**Your goal:**
Copy out the data word for word, without any of its pictures.

______

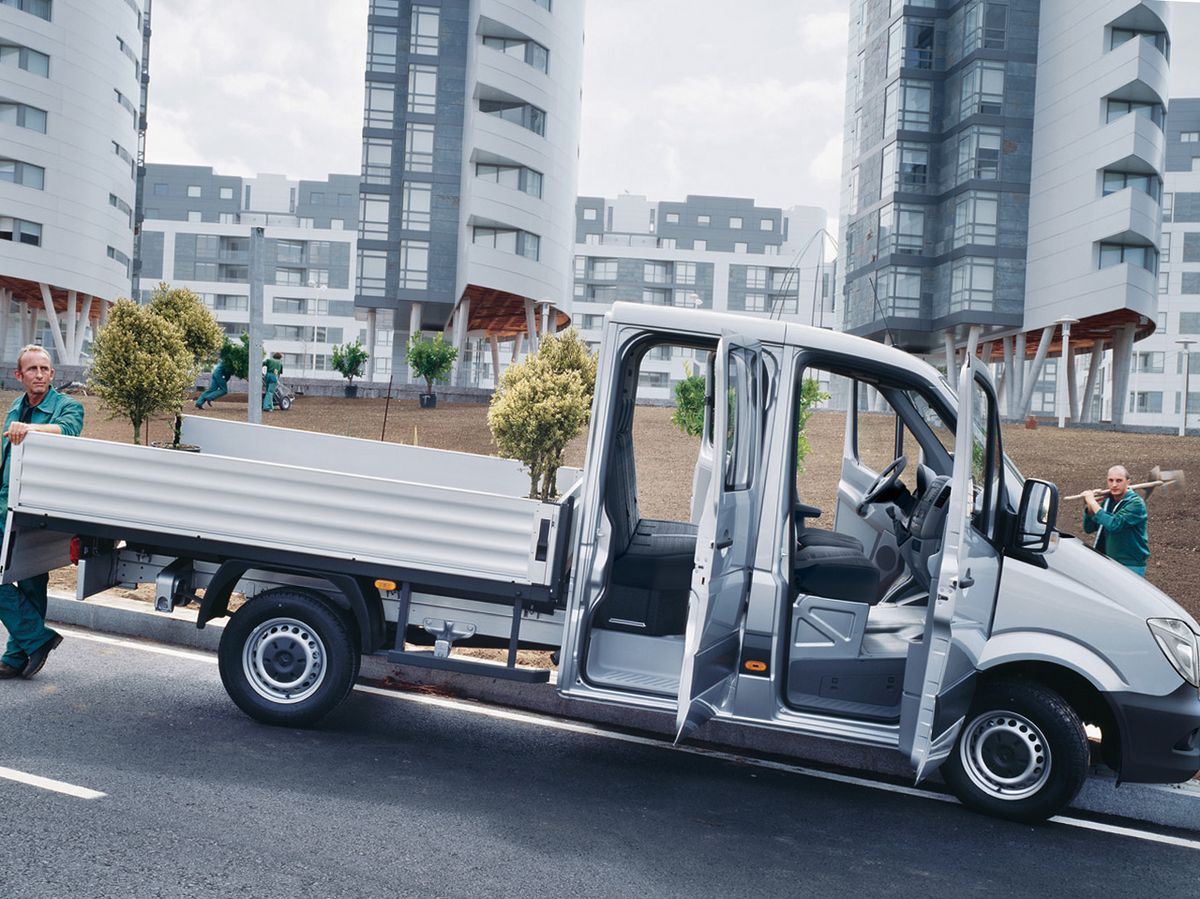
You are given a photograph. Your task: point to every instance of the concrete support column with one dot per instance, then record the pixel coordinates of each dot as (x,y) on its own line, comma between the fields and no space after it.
(1036,370)
(532,325)
(1093,373)
(1005,389)
(52,317)
(82,327)
(1122,359)
(496,358)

______

**Output for this task:**
You are given a photograph. Your task: point to every instance of the concrete support column with one dot per instance, then record the pixel coordinates of each dot as (x,y) on its own line, comma between the fields and no space after it.
(1036,370)
(532,325)
(1093,373)
(1005,389)
(52,317)
(82,327)
(1122,359)
(496,358)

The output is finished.